Records from a data collection
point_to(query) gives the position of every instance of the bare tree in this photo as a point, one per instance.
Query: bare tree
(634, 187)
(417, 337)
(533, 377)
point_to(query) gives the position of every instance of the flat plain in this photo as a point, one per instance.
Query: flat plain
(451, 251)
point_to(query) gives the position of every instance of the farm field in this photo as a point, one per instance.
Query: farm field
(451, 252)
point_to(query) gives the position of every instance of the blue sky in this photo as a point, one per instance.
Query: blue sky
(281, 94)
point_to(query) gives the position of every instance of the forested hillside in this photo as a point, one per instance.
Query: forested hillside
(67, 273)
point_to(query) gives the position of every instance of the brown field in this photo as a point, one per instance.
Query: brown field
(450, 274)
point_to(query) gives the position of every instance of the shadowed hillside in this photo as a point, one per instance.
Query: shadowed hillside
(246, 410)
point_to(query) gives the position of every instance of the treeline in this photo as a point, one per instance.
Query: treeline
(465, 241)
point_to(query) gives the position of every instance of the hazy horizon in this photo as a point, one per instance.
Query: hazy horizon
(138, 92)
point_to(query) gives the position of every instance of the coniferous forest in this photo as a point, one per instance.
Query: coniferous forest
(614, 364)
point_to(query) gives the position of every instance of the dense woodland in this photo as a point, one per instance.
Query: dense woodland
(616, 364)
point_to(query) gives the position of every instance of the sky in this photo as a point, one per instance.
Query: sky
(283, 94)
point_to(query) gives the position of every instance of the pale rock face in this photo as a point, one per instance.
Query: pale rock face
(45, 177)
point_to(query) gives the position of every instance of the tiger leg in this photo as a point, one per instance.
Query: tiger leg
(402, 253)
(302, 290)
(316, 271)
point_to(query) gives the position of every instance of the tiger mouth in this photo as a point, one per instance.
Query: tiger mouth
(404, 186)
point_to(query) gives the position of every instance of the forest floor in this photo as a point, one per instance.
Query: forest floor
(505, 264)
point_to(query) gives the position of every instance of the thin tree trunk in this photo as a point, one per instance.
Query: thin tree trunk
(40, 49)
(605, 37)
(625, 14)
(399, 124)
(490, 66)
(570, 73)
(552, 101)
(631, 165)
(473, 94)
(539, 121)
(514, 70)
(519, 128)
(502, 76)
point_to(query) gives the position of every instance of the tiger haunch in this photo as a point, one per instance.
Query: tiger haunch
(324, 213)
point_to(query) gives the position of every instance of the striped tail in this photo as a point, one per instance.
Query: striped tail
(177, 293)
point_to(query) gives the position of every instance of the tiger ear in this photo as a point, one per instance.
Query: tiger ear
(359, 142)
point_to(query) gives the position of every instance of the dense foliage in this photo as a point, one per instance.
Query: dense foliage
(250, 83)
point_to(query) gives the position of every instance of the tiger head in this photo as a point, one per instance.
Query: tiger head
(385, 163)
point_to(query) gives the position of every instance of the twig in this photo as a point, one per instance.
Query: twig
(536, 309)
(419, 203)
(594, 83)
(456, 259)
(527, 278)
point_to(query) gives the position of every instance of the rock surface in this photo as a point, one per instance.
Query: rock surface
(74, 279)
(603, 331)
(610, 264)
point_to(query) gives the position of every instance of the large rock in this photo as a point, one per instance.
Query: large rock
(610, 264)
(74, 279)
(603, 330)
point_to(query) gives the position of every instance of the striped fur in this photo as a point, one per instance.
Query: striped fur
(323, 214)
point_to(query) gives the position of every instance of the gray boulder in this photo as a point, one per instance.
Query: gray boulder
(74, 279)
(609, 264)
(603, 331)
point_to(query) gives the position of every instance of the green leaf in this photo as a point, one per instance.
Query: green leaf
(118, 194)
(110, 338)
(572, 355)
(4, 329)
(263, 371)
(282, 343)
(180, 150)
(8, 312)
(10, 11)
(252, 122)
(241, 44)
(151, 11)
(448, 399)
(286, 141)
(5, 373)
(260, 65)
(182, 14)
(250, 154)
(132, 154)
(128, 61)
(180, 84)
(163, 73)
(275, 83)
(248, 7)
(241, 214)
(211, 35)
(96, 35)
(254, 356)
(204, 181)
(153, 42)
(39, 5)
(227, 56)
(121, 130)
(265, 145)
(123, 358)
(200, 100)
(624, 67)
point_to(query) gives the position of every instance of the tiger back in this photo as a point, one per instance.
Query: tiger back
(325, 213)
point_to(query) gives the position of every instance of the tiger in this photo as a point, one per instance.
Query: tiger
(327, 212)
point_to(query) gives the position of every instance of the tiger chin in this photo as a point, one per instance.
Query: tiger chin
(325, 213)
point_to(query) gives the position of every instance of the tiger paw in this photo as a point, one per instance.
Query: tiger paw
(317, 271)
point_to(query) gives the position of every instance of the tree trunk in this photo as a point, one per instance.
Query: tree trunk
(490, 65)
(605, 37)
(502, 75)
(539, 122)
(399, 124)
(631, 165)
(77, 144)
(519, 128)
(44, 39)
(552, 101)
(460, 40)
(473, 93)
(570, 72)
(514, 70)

Instructions for the task
An exact reproduction of all the entries above is required.

Task result
point_to(query) gives the position of every instance of the bare tree in this photo as a point, one per instance.
Query: bare tree
(634, 187)
(417, 337)
(533, 377)
point_to(query) gives the position of every instance of the flat plain in this photo as a point, one per instance.
Query: flat plain
(451, 251)
point_to(query) gives the position of every instance of the farm field in this photo as a point, one per instance.
Query: farm field
(451, 252)
point_to(query) gives the position of every instance of the blue sky in this photo as a point, one per instance.
Query: blue sky
(281, 94)
point_to(query) gives the position of every instance of the forested hillside in this photo as a point, one per instance.
Query: forested hillside
(67, 273)
point_to(query) gives the position of every instance of the brown field in this photo as a point, one per instance.
Query: brown field
(450, 274)
point_to(query) gives the position of every instance of the shadowed hillside in this photo as a point, one per instance.
Query: shadowed hillside
(246, 410)
point_to(query) gives the position of every instance of the treeline in this photo as a point, one per instance.
Query: treeline
(465, 241)
point_to(query) gives the position of every instance of the hazy horizon in this photo as a point, one per instance.
Query: hazy horizon
(138, 92)
point_to(query) gives the position of every instance of the coniferous forest in this photo as a point, one per instance.
Query: coniferous forest
(614, 364)
point_to(query) gives the position of every instance of the dense woodland in this photo as a point, one per instance.
Query: dense woodland
(616, 364)
point_to(query) gives the position of every instance of the sky in this photo as a point, one per instance.
Query: sky
(283, 94)
point_to(query) gives the position of every instance of the pale rock face in this photo as a point, one per instance.
Query: pale rock face
(45, 177)
point_to(query) gives the position of every instance of the tiger leg in this photo as a point, one per instance.
Query: tiger leg
(402, 253)
(302, 290)
(316, 271)
point_to(query) gives the position of every instance of the tiger mouth in this photo as a point, one per instance.
Query: tiger mouth
(404, 186)
point_to(query) gives the position of every instance of the forest floor in this photo as a point, one per instance.
Query: forest floor
(505, 264)
point_to(query) gives the position of every instance of the thin tree trunk in this photo as a point, one per instance.
Query: thin tree trunk
(40, 49)
(605, 37)
(625, 14)
(399, 124)
(490, 66)
(570, 73)
(552, 101)
(631, 165)
(473, 94)
(539, 121)
(514, 70)
(519, 128)
(502, 76)
point_to(query) gives the position of every instance of the tiger haunch in this photo as a point, one per instance.
Query: tiger haunch
(324, 213)
point_to(query) gives the position of every instance of the striped tail in this photo as a point, one per instance.
Query: striped tail
(177, 293)
point_to(query) gives the position of every instance of the tiger ear in this photo as a point, one per instance.
Query: tiger ear
(359, 142)
point_to(query) gives the position of every instance of the dense foliage in this photo as a point, one per instance.
Query: dense foliage
(250, 83)
point_to(query) gives the position of every instance of the tiger head in this photo as a point, one per instance.
Query: tiger head
(385, 163)
point_to(query) gives the position of every instance of the twig in this photo as a point, one per instance.
Query: twig
(536, 309)
(419, 203)
(594, 83)
(456, 259)
(527, 278)
point_to(query) gives the position of every instance of the rock surface in this photo as a point, one per instance.
Query: rock surface
(74, 279)
(603, 331)
(610, 264)
point_to(query) gives the position of every instance of the large rock in this photo as a point, one per instance.
Query: large rock
(610, 264)
(74, 279)
(603, 330)
point_to(query) gives the position of every instance of the striped fur in this photo as a point, one per instance.
Query: striped fur
(323, 214)
point_to(query) gives the position of every instance of the gray boulder in this photo as a point, one per instance.
Query: gray boulder
(74, 279)
(609, 264)
(603, 331)
point_to(query) gives the position of every instance of the green leaf in this photo as a point, one per instance.
Query: green leaf
(118, 194)
(110, 338)
(572, 355)
(4, 329)
(263, 371)
(282, 343)
(180, 150)
(8, 312)
(10, 11)
(252, 122)
(241, 44)
(151, 11)
(448, 399)
(286, 141)
(5, 373)
(260, 65)
(182, 14)
(250, 154)
(132, 154)
(128, 61)
(180, 84)
(163, 73)
(275, 83)
(248, 7)
(241, 214)
(211, 35)
(96, 35)
(254, 356)
(204, 181)
(153, 42)
(39, 5)
(227, 56)
(121, 130)
(265, 145)
(123, 358)
(200, 100)
(624, 67)
point_to(query) gives the position of every instance of the tiger back in this photo as a point, one per instance.
Query: tiger back
(325, 213)
point_to(query) gives the position of every instance of the tiger in this photo as a point, one per instance.
Query: tiger
(327, 212)
point_to(query) gives the position of every instance of the tiger chin in this photo as a point, one per instance.
Query: tiger chin
(325, 213)
point_to(query) gives the position of every instance of the tiger paw in this photo as a point, one per instance.
Query: tiger paw
(317, 271)
point_to(query) gives the position of every instance of the tree trunk in this photo as a point, one per instance.
Query: tree trunk
(490, 65)
(605, 37)
(502, 75)
(539, 122)
(399, 124)
(631, 165)
(77, 144)
(519, 128)
(44, 39)
(552, 101)
(460, 40)
(473, 93)
(570, 72)
(514, 70)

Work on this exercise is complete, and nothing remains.